═════ Page extract ═════

Recognizing that the end of the U.S. Chairmanship comes next May, the host committee leveraged an existing statewide poll, conducted by Alaska Survey Research, to ask four questions of Alaskans:

1. Have you heard of an organization called the Arctic Council?

2. Which country is the current chair?

3. Have you seen, heard or read any media coverage about the Arctic Council in the last year?

4. In the last 12 months, have you participated in any events related to the Arctic that dealt with issues like international cooperation, business, policy or research?

The results indicate that there is still work to do between now and next May, and in particular a real need to continue outreach to Alaskans about the Arctic Council, but also—perhaps more importantly—to provide more opportunities for Alaskans to connect with Arctic issues. The polling data is clear:

-66 percent of Alaskans haven’t heard of the Arctic Council.

-Of those who had heard of the Arctic Council, only 34 percent correctly identified the United States as the current chair.

-55 percent of those who had heard about the Arctic Council had seen, read or heard coverage in the media in the last 12 months.

-95 percent of Alaskans have not participated in an Arctic event related to international cooperation, business, policy or research.

In the last year, both Anchorage and Fairbanks have hosted large Arctic conferences with 1,000 people attending from around the world. The Arctic Council, U.S. State Department, state of Alaska, and University of Alaska have all ramped up their communication and public outreach. And yet we are a long way from connecting with Alaskans the importance of the Arctic and the role of the Arctic Council.

═════ Entries shown ═════

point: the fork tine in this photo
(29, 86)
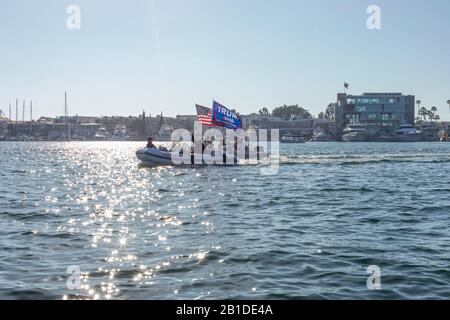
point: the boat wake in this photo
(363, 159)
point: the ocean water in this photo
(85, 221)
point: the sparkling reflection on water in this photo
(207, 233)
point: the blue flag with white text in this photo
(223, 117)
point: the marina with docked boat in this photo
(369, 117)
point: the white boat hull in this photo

═════
═════ Entries shown ═════

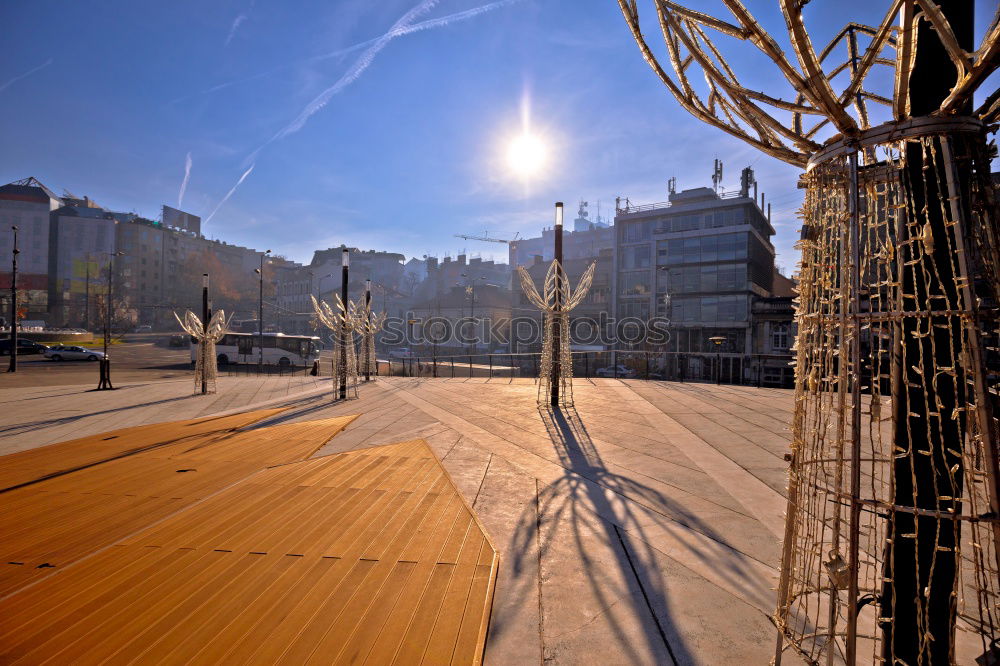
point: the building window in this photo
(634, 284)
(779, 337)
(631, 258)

═════

• [Task instructions]
(1) Write out the Arctic Council poll passage from "1. Have you" up to and including "policy or research?".
(2) According to the Arctic Council poll passage, which organization conducted the statewide poll that the host committee used?

• [Exercise answers]
(1)
1. Have you heard of an organization called the Arctic Council?

2. Which country is the current chair?

3. Have you seen, heard or read any media coverage about the Arctic Council in the last year?

4. In the last 12 months, have you participated in any events related to the Arctic that dealt with issues like international cooperation, business, policy or research?

(2) Alaska Survey Research